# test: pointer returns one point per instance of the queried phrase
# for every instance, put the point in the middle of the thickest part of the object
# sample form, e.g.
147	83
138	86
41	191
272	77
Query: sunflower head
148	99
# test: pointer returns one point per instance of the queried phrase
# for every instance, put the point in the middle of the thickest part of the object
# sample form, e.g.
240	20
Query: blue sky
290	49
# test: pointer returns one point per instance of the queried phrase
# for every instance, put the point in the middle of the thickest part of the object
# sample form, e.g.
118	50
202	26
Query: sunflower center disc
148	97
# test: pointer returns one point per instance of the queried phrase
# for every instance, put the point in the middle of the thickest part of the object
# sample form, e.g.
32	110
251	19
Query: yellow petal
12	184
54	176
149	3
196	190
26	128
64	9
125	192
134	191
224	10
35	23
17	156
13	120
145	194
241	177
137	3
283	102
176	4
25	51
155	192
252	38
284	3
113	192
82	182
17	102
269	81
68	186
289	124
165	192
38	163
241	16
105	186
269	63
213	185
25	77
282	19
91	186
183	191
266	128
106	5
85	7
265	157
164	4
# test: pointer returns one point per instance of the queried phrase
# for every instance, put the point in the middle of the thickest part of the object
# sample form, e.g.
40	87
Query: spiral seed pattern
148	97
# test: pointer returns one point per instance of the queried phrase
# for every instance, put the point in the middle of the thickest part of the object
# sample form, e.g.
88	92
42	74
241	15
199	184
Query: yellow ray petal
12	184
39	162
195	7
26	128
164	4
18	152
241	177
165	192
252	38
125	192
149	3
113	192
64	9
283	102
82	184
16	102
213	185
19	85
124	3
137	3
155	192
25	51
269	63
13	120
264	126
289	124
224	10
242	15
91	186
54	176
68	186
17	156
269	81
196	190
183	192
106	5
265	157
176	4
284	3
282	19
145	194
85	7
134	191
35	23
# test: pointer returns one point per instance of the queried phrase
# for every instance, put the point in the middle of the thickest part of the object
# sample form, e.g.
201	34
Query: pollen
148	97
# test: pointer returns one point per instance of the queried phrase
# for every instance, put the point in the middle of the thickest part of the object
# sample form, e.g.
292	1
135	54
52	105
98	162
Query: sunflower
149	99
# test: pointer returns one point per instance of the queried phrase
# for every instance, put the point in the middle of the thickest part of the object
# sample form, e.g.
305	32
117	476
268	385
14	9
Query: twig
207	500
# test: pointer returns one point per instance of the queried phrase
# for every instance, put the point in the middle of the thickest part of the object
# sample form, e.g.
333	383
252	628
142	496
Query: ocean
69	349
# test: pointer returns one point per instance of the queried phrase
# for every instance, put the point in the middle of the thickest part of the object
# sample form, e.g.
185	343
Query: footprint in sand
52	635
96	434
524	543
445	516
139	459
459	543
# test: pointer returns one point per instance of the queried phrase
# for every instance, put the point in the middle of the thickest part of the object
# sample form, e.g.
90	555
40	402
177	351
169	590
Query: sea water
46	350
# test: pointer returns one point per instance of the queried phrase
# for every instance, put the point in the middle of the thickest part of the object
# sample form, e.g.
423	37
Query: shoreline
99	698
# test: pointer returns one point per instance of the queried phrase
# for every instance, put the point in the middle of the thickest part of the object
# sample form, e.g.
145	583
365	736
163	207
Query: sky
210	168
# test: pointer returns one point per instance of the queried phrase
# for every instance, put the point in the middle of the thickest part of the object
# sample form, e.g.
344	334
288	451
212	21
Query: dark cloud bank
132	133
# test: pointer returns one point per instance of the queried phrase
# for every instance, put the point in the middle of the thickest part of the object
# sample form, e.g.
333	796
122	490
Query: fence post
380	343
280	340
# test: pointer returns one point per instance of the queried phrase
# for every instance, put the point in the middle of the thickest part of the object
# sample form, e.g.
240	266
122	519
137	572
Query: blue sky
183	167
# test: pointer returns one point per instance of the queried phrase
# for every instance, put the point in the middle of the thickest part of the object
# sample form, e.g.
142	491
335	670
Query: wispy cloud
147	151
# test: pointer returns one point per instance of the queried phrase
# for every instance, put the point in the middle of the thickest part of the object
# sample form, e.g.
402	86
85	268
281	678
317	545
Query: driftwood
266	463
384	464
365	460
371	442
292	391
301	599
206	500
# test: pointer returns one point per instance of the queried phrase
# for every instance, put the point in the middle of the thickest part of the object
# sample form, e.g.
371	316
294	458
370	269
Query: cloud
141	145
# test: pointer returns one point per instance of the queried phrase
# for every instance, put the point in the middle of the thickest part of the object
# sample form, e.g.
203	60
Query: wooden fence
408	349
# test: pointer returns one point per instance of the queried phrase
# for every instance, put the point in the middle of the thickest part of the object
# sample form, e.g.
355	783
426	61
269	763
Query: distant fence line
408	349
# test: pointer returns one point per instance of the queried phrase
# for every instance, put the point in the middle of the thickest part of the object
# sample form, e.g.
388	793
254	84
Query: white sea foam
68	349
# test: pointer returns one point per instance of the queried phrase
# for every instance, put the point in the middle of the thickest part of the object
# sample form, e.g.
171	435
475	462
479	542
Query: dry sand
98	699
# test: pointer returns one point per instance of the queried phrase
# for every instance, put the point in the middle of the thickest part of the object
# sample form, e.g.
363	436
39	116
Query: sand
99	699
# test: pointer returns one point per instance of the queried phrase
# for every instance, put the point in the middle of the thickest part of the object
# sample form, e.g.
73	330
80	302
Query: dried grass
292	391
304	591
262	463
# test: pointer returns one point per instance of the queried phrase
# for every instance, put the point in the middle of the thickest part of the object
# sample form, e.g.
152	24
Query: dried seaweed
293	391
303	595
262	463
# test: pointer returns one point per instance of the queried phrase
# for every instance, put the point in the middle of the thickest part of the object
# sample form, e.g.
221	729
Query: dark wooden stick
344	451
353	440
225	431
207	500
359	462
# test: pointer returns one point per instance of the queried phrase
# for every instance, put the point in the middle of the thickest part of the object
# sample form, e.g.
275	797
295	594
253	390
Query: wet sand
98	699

**Exercise**
Return all entries exactly.

**Response area**
# test: pointer returns one point per instance of the queried phrase
# for every instance, put the point in the middle of the thickest part of the object
# sample form, e.g.
147	83
138	86
41	191
272	77
Query: sunflower head
148	99
# test: pointer returns one point per instance of the queried phrase
# for every instance, put the point in the middle of the thickest part of the object
# sample form, e.g.
240	20
Query: blue sky
290	49
# test: pointer returns one point per instance of the queried phrase
# for every instance, put the point in the middle of the thickest part of the object
# sample form, e.g.
118	50
202	26
Query: sunflower center disc
148	97
# test: pointer returns one point per instance of the queried phrase
# for every instance, put the point in the middle of the thickest part of the object
# sample form, e.g.
32	110
251	19
Query: yellow petal
12	184
54	176
149	3
196	190
26	128
64	9
125	192
134	191
224	10
35	23
17	156
13	120
145	194
241	177
137	3
283	102
176	4
25	51
155	192
252	38
284	3
113	192
82	182
17	102
269	81
68	186
289	124
165	192
38	163
241	16
105	186
269	63
213	185
25	77
282	19
91	186
183	191
266	128
106	5
85	7
265	157
164	4
# test: pointer returns one point per instance of the queried phrase
# for every instance, put the point in the middle of the thickest part of the object
# sample form, e.g.
40	87
Query: spiral seed pattern
148	97
# test: pointer returns one point per instance of the queried phrase
# for every instance, put the point in the middle of the thickest part of the object
# sample form, e.g.
88	92
42	74
241	15
199	184
Query: yellow ray petal
12	184
39	162
195	7
26	128
164	4
18	152
241	177
165	192
252	38
125	192
149	3
113	192
64	9
283	102
82	184
16	102
213	185
19	85
124	3
137	3
155	192
25	51
269	63
13	120
264	126
289	124
224	10
242	15
91	186
54	176
68	186
17	156
269	81
196	190
183	192
106	5
265	157
176	4
284	3
282	19
145	194
85	7
134	191
35	23
# test: pointer returns one point per instance of the queried phrase
# for every instance, put the point in the middle of the thickest part of the object
# sample form, e.g.
201	34
Query: pollen
148	97
# test: pointer returns one point per instance of the queried phrase
# for every instance, put the point in the middle of the thickest part of the object
# sample form, e.g.
292	1
135	54
52	105
98	162
Query: sunflower
149	99
# test: pointer returns one point per instance of the queried phrase
# for every instance, put the point in the middle of the thickest part of the object
# sample form, e.g.
305	32
117	476
268	385
14	9
Query: twig
207	500
# test: pointer returns one point per instance of the queried phrase
# for every instance, put the point in the middle of the thickest part of the object
# sample form, e.g.
333	383
252	628
142	496
Query: ocean
69	349
# test: pointer returns one point per instance of the queried phrase
# for every instance, put the point in the middle of the thickest part of the object
# sample form, e.g.
185	343
Query: footprint in sand
52	635
96	434
524	543
445	516
139	459
459	543
# test: pointer returns one point per instance of the queried phrase
# for every instance, put the point in the middle of the thickest part of the object
# sample form, e.g.
90	555
40	402
177	351
169	590
Query: sea water
46	350
# test: pointer returns one point per instance of the queried phrase
# for every instance, put the point in the middle of the thickest part of the object
# sample form, e.g.
423	37
Query: shoreline
99	698
# test: pointer returns one point per instance of the queried phrase
# for every instance, put the point in the middle of the thickest part of the object
# sample form, e.g.
145	583
365	736
163	207
Query: sky
210	168
# test: pointer returns one point per instance of the queried phrase
# for every instance, put the point in the middle of the thickest part of the object
# sample form, e.g.
344	334
288	451
212	21
Query: dark cloud bank
132	133
# test: pointer returns one point per instance of the queried phrase
# for every instance, put the point in the middle of the thickest part of the object
# sample form, e.g.
333	796
122	490
Query: fence post
380	343
280	340
# test: pointer returns one point per instance of the queried phrase
# for every instance, put the point in the middle of the thickest part of the object
# sample form, e.g.
240	266
122	519
137	572
Query: blue sky
183	167
# test: pointer returns one point per instance of the queried phrase
# for every instance, put the point in the middle of the thickest part of the object
# sample form, e.g.
142	491
335	670
Query: wispy cloud
147	151
# test: pointer returns one point per instance of the queried phrase
# for every instance, put the point in the middle of the thickest part of the object
# sample form, e.g.
402	86
85	268
281	678
317	545
Query: driftwood
266	463
384	464
365	460
371	442
292	391
301	599
206	500
# test: pointer returns one point per instance of the queried phrase
# for every instance, put the point in the middle of the thickest part of the object
# sample form, e.g.
371	316
294	458
370	269
Query: cloud
141	145
# test: pointer returns one point per instance of the queried phrase
# for every instance, put the point in the middle of the thickest part of the object
# sample form, e.g.
203	60
Query: wooden fence
408	349
# test: pointer returns one point per instance of the queried phrase
# for every instance, put the point in the middle of the thickest part of the object
# sample form, e.g.
355	783
426	61
269	763
Query: distant fence line
408	349
# test: pointer returns one point per instance of the queried phrase
# for every instance, put the point in the middle of the thickest part of the object
# sample form, e.g.
388	793
254	84
Query: white sea foam
68	349
# test: pointer returns one point per instance of the queried phrase
# for every instance, put the point in the middle of the thickest part of the object
# sample form, e.g.
171	435
475	462
479	542
Query: dry sand
98	699
# test: pointer returns one point per instance of the queried phrase
# for every instance, put the point in the middle of the thickest part of the object
# sample form, e.g.
363	436
39	116
Query: sand
99	699
# test: pointer returns one point per instance of the queried phrase
# for every instance, put the point in the middle of the thickest part of the object
# sample form, e.g.
73	330
80	302
Query: dried grass
292	391
304	591
262	463
# test: pointer returns one point per instance of the queried phrase
# for every instance, put the point in the middle of the thickest part of the object
# sample form, e.g.
152	24
Query: dried seaweed
293	391
303	595
262	463
# test: pointer returns one point per instance of the queried phrase
# for every instance, put the point in the middle of the thickest part of the object
# sample form, e.g.
221	729
Query: dark wooden stick
344	451
353	440
225	431
207	500
359	462
# test: pointer returns one point per instance of the queried phrase
# for every instance, put the point in the middle of the thickest part of the object
# sample form, e.g.
275	797
295	594
253	390
Query: wet sand
98	699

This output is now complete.